═════ Extracted information ═════

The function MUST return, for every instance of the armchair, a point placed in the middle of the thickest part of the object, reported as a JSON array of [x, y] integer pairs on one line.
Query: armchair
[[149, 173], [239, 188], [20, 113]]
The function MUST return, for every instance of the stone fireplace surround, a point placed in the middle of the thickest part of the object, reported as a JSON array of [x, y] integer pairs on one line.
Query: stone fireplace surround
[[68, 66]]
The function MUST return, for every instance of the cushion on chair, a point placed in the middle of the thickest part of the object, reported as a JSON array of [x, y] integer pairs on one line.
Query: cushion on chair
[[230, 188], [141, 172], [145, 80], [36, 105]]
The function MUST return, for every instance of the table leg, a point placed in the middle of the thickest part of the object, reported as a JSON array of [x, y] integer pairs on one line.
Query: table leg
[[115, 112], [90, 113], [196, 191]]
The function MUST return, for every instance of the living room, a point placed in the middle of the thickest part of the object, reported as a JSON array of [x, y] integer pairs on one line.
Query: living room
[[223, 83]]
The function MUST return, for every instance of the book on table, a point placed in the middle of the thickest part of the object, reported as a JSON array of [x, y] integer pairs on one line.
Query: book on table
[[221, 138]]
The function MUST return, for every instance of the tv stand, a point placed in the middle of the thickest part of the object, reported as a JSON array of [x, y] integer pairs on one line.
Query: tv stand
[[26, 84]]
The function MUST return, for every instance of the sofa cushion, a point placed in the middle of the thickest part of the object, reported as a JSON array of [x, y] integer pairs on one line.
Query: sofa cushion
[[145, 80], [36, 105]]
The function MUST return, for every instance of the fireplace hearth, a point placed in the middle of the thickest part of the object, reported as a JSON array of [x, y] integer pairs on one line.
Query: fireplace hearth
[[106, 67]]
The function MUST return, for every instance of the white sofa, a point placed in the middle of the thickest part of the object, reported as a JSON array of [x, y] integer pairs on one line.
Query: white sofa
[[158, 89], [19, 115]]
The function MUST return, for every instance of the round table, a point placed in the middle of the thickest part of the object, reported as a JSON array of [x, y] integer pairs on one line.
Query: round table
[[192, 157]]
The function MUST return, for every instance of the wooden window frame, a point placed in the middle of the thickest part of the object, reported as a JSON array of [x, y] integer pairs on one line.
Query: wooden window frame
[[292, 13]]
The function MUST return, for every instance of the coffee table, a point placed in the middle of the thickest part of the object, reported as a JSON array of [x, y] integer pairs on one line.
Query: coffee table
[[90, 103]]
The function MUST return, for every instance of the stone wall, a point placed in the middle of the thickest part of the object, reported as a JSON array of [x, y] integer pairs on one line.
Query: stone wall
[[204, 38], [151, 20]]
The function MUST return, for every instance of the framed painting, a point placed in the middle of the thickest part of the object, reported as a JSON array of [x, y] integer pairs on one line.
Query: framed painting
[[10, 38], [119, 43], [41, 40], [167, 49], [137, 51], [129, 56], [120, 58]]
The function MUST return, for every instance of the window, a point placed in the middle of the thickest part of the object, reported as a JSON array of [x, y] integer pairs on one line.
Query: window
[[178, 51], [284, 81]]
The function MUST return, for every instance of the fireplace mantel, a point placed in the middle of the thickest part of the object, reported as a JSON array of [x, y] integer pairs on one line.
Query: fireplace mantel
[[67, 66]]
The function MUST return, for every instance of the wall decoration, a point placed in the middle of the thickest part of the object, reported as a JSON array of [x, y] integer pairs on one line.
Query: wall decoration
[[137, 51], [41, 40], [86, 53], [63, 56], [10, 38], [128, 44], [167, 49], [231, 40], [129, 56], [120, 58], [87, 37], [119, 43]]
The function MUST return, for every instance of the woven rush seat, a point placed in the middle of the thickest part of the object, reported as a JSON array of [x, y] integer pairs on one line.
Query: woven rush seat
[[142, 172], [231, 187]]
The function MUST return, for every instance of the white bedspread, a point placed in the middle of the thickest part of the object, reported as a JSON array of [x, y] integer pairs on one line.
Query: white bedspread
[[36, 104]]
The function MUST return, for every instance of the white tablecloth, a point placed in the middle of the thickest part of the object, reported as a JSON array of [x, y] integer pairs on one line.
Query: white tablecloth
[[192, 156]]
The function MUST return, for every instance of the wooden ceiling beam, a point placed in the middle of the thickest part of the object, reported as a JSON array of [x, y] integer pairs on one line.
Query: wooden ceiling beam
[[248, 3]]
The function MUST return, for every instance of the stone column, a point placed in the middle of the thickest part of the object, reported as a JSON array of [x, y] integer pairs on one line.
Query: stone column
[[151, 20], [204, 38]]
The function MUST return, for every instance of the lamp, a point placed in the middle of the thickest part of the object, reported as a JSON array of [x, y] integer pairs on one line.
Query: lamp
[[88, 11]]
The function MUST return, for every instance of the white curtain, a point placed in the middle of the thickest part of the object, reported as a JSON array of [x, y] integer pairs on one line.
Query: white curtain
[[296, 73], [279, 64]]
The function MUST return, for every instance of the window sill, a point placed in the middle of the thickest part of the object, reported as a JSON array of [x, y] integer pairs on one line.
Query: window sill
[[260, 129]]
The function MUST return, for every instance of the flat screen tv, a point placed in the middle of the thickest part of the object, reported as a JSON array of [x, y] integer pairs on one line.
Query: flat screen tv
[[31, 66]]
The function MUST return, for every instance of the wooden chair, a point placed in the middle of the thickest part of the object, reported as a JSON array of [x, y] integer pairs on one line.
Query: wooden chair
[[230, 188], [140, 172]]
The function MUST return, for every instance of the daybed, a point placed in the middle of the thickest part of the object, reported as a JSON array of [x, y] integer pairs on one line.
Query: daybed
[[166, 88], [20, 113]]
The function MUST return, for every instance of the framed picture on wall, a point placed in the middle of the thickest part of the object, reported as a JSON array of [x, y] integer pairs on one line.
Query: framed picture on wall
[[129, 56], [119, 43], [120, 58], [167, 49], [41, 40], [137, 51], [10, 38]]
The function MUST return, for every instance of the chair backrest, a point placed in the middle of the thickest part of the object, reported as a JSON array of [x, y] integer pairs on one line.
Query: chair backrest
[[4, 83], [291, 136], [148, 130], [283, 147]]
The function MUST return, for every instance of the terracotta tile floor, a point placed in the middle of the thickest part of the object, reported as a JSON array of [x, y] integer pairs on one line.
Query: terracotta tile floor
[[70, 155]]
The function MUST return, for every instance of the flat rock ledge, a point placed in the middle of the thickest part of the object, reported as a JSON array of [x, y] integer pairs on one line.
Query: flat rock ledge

═════

■ **What is required**
Every line of the records above needs to be given again exactly.

■ **Response**
The function MUST return, for every instance of the armchair, a point placed in the middle of the thickest part of the object, reported as a JSON array of [x, y] integer pairs on one line.
Query: armchair
[[149, 173], [239, 188], [20, 113]]
The function MUST return, for every instance of the stone fireplace surround, a point placed in the middle of the thickest part of the object, reported as a JSON array of [x, y] integer pairs on one line.
Query: stone fireplace surround
[[68, 66]]
The function MUST return, for every instance of the cushion on chair, a point placed in the middle of the thickest part of the object, reported as a JSON array of [x, y] integer pairs on one line.
Query: cushion on chair
[[230, 188], [141, 172], [145, 80], [36, 105]]
The function MUST return, for every instance of the table leg, a point placed in the middle of the thickest part of the object, reported as a JSON array of [x, y] integer pairs on one line.
Query: table leg
[[115, 112], [90, 113], [196, 191]]
The function MUST return, for every instance of the living room, a point placed in the middle of the thickest part of the object, reported as a JSON array of [x, y] integer pairs on one line.
Query: living room
[[223, 83]]
The function MUST return, for every instance of the book on table, a point placed in the middle of the thickest part of the object, reported as a JSON array of [x, y] integer pairs on one line.
Query: book on table
[[221, 138]]
The function MUST return, for every instance of the tv stand, a point placed in the middle of the thickest part of the object, reported as a JSON array of [x, y] integer pairs on one line.
Query: tv stand
[[26, 84]]
The function MUST return, for every instance of the sofa cushion, a point placed in the middle of the thickest part of the object, reported as a JSON array of [x, y] integer pairs on one line.
Query: sofa cushion
[[145, 80], [36, 105]]
The function MUST return, for every instance of the fireplace hearth, a point placed in the middle of the thickest part of the object, reported as a JSON array of [x, y] integer pairs on one line.
Query: fireplace hearth
[[106, 67]]
The function MUST return, for every instance of the white sofa, a point placed in the middle of the thickest part of the object, reported as a JSON array of [x, y] integer pairs on one line.
Query: white sofa
[[158, 89], [19, 115]]
The function MUST return, for every instance of the round table, a point placed in the middle of the thickest part of the object, reported as a JSON array of [x, y] integer pairs on one line.
Query: round table
[[192, 157]]
The function MUST return, for every instance of the wooden window frame, a point placed in the middle of the thickest part of the object, reported as a JSON array of [x, y] integer pairs on one line.
Query: wooden window frame
[[292, 13]]
The function MUST return, for every instance of the coffee table, a point placed in the middle of the thickest part of the object, reported as a JSON array of [x, y] integer pairs on one line.
Query: coffee table
[[90, 103]]
The function MUST return, for every instance of the stone wall, a point placed in the middle of the thickest part of the object, reported as a JSON array of [x, y] integer pairs on one line.
Query: stone wall
[[204, 38], [151, 20]]
The function MUST return, for every instance of the framed painting, a point placed in the middle of the thickest part of the object, reported as a JSON array of [x, y] integer pairs on one line.
Query: framed painting
[[10, 38], [119, 43], [41, 40], [167, 49], [137, 51], [129, 56], [120, 58]]
The function MUST return, for every instance of the window, a point placed in the middle of the thickest part of the object, reported as a JSON array of [x, y] integer pairs on one line.
Query: window
[[178, 51], [284, 81]]
The function MUST return, for every instance of the fireplace mantel, a point placed in the middle of the thickest part of the object, reported as a JSON array of [x, y] integer pairs on one line.
Query: fireplace mantel
[[67, 66]]
The function MUST return, for every instance of the wall decoration, a point placed in the middle of the thickest part of the object, reported as a JSON array of [x, y] integer pairs on one line.
Query: wall decoration
[[137, 51], [41, 40], [86, 53], [63, 56], [10, 38], [128, 44], [167, 49], [231, 40], [129, 56], [120, 58], [87, 37], [119, 43]]
The function MUST return, for every instance of the woven rush seat, a point placed in the middle of the thickest part of the object, reported as a JSON array of [x, y] integer pairs on one line.
Query: woven rush seat
[[142, 172], [231, 187]]
The function MUST return, for every instance of the white bedspread, a point placed in the middle of the thickest part of the object, reported as a JSON array of [x, y] integer pairs on one line.
Query: white bedspread
[[36, 104]]
The function MUST return, for every instance of the white tablecloth, a point placed in the middle of the thickest part of the object, reported as a JSON array of [x, y] integer pairs on one line.
Query: white tablecloth
[[192, 156]]
The function MUST return, for every instance of the wooden ceiling beam, a point placed in the middle of the thickest part of the object, reported as a JSON array of [x, y] integer pairs on one line.
Query: wooden ceiling beam
[[248, 3]]
The function MUST return, for every instance of the stone column, a point placed in the middle of the thickest part of the object, reported as a JSON array of [x, y] integer pairs on one line.
Query: stone column
[[151, 20], [204, 38]]
The function MUST return, for every instance of the lamp, a point placed in the middle of the thickest part of the object, reported as a JSON array of [x, y] integer pairs on one line.
Query: lamp
[[88, 11]]
The function MUST return, for every instance of the white curtain, a point placed in the middle of the thickest part of the object, reported as a JSON array of [x, y] integer pairs on one line.
Query: white curtain
[[296, 73], [279, 64]]
The function MUST return, for every instance of the window sill, a point placed in the middle of the thickest part of the object, reported as a JSON array of [x, y] integer pairs on one line.
Query: window sill
[[260, 129]]
The function MUST return, for every instance of the flat screen tv, a point placed in the middle of the thickest part of the object, reported as a JSON array of [x, y] integer pairs on one line.
Query: flat screen tv
[[31, 66]]
The function MUST return, for every instance of the wooden chair, a point placed in the middle of the thickest part of the object, reported as a JSON array of [x, y] integer pairs on one line.
Query: wooden chair
[[230, 188], [140, 172]]
The function MUST return, for every instance of the daybed, a point placed in the middle of the thickest part of the object, reported as a JSON array of [x, y] integer pairs on one line.
Query: daybed
[[166, 88], [20, 113]]
The function MUST return, for every instance of the framed picture on wall, a point placed in the middle of the thickest part of the object, reported as a JSON array of [x, y] integer pairs on one line.
Query: framed picture on wall
[[129, 56], [119, 43], [120, 58], [167, 49], [41, 40], [137, 51], [10, 38]]
The function MUST return, for every instance of the chair backrest, a point placed in the middle of the thickest part of the object, reported as a JSON array of [x, y] integer pairs on one line.
Query: chair backrest
[[4, 83], [291, 136], [148, 130], [283, 147]]
The function MUST return, for every instance of the terracotta tile floor, a point placed in the middle of the thickest part of the object, reported as a JSON array of [x, y] integer pairs on one line.
Query: terracotta tile floor
[[70, 155]]
The function MUST return, for every instance of the flat rock ledge, a point placed in the middle of the thickest part of the object, reported as a JSON array of [x, y] integer pairs on one line.
Query: flat rock ledge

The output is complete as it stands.